> Directive:
Transcribe all of the data below line for line, without changing a word. Leave the pictures out of your copy.

> Stored records:
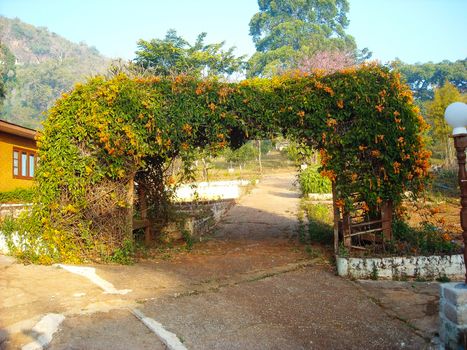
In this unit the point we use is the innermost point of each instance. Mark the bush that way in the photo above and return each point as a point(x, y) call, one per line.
point(320, 223)
point(312, 182)
point(426, 239)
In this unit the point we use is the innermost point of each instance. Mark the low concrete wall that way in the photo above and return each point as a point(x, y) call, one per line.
point(211, 190)
point(427, 267)
point(198, 218)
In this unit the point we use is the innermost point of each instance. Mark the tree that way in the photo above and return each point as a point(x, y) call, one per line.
point(285, 31)
point(444, 96)
point(174, 55)
point(7, 69)
point(424, 78)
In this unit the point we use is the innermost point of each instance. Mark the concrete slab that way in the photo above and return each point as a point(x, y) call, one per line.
point(305, 309)
point(116, 330)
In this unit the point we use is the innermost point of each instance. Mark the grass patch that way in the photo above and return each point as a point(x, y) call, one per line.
point(320, 222)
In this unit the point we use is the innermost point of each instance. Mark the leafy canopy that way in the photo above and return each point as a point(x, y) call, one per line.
point(108, 132)
point(286, 30)
point(174, 55)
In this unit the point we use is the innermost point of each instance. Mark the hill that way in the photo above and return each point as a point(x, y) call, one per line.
point(45, 65)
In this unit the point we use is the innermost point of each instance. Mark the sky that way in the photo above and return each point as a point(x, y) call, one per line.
point(411, 30)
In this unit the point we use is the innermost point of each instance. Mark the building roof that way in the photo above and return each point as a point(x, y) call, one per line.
point(17, 130)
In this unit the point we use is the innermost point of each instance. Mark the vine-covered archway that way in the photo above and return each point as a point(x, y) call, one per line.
point(101, 135)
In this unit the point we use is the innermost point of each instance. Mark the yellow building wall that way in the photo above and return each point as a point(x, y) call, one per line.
point(7, 142)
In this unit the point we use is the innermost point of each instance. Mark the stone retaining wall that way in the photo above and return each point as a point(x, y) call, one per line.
point(13, 209)
point(426, 267)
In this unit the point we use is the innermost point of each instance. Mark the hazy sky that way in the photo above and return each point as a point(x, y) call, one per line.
point(412, 30)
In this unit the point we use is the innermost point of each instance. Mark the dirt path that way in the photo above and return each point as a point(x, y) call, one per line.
point(250, 287)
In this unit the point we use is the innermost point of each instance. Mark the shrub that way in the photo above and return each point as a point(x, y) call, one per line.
point(426, 239)
point(105, 135)
point(311, 181)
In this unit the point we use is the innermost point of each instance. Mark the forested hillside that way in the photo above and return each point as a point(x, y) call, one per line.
point(41, 65)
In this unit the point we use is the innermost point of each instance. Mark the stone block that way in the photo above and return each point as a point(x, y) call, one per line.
point(451, 335)
point(455, 293)
point(456, 314)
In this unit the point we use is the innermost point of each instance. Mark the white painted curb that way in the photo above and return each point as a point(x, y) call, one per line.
point(90, 274)
point(46, 328)
point(168, 338)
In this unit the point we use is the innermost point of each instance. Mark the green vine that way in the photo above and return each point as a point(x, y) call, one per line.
point(107, 133)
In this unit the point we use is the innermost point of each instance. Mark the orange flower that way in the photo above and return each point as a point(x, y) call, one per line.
point(171, 180)
point(446, 237)
point(365, 207)
point(187, 128)
point(340, 203)
point(396, 166)
point(435, 210)
point(328, 90)
point(330, 174)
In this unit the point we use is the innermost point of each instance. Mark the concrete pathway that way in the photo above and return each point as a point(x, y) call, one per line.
point(250, 287)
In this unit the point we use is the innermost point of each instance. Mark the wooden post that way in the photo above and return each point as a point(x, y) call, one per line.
point(386, 220)
point(346, 230)
point(143, 203)
point(336, 220)
point(130, 201)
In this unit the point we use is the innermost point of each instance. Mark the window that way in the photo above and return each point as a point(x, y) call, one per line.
point(24, 163)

> Final result:
In this unit the point we use is the innermost point of each instance. Mark the bush that way in the photo above and return each point as a point(x, y) call, one per line.
point(320, 223)
point(312, 182)
point(426, 239)
In this unit the point we use is the innermost point of each instance. Mark the low concrete wall that way in the photo above and return each point as a point(x, y) call, one per line.
point(211, 190)
point(427, 267)
point(198, 218)
In this unit the point we use is the innermost point of each instance. Mark the tree that way in the photo above and return each point as a point(x, y) call, one per line.
point(285, 31)
point(444, 96)
point(174, 55)
point(7, 69)
point(424, 78)
In this unit the point we use is the innermost point of each instance. Mark the concrete slab that way in the photo above and return each point as a point(x, y) call, one per line.
point(305, 309)
point(116, 330)
In this unit the point we use is the innermost point of each instance. Mark the grass patch that way in the photo above and return each point as a point(x, y) call, one per line.
point(320, 222)
In this unit the point we use is the innermost point of each instance. Mark the leafy canopy that way in the photo above and return each point as a point(x, y) call, one per line.
point(108, 132)
point(286, 30)
point(174, 55)
In this unit the point we use is the innermost point of each instance. Mark the hill that way in the photo above and return each point as a point(x, y) call, one per line.
point(45, 65)
In this unit the point we use is the innermost point of each instance. Mark the sky that way in the photo above and return each point as a point(x, y) call, one per line.
point(411, 30)
In this unit the point we use is the innermost point of each instance. Mark the building roof that way in the photo above and return each point as a point(x, y) call, one per line.
point(17, 130)
In this unit the point we use is the innermost point of each instance. Mark the vine-covered archway that way in the photo above and return each point as a point(x, y) call, one per line.
point(101, 135)
In this unit the point we use is the innermost point of each instance. Mark the yellow building wall that way in the photo above and return each point as a point(x, y) call, one per line.
point(7, 142)
In this unit the point we use is the innermost point of each instance. Mark the stone retaining wall that way in the photo above and return each point as a point(x, y) call, one per line.
point(13, 209)
point(426, 267)
In this unit the point we use is the innermost point of each instance. Mark the hazy sky that way in the photo above and return each point as a point(x, y) call, one per line.
point(412, 30)
In this unit the point we use is the innermost point of each instance. Mark the dirt path that way in the photo above and return each point as a point(x, y) call, one per line.
point(250, 287)
In this unit the point we use is the innermost point of each instance. Mark the shrub that way in the photo above and return each point as a point(x, y) call, one per line.
point(426, 239)
point(105, 135)
point(311, 181)
In this unit the point we use is the innermost point of each instance. Mark the forested hillside that way in the photo above and return each point as a point(x, y) call, one per line.
point(41, 65)
In this unit the point we use is the innermost point of each instance. Mark the stone block that way in the photo above and return each point as a point(x, y) call, one per line.
point(451, 335)
point(455, 293)
point(456, 314)
In this unit the point we use is the innermost point of each instance. Mark the white painted curb that way in the photo above and return each point as a point(x, y) call, one per line.
point(90, 274)
point(46, 328)
point(168, 338)
In this unit the point we use is the innermost point of each instance. Mark the green vine that way in the photo above and return each point as a point(x, y) call, one per line.
point(107, 133)
In this unit the point we use is the innermost point of each instance. Mark the orange flower that way in the photo above and return each point as a point(x, y) call, one per line.
point(171, 180)
point(446, 237)
point(365, 207)
point(187, 128)
point(340, 203)
point(396, 166)
point(435, 210)
point(328, 90)
point(330, 174)
In this unit the point we use is the innermost point of each instance. Mark the concrete pathway that way in the photo above and return each point as a point(x, y) call, one per line.
point(250, 287)
In this unit the point we use is the innermost point of each instance. Mark the wooden post that way in the photo above and return each point as a point(x, y) call, one per line.
point(386, 220)
point(346, 230)
point(143, 203)
point(336, 220)
point(130, 201)
In this unit the point we use is the innermost point of each instance. Mark the window that way in the photo above and return each point as a point(x, y) call, one per line.
point(24, 163)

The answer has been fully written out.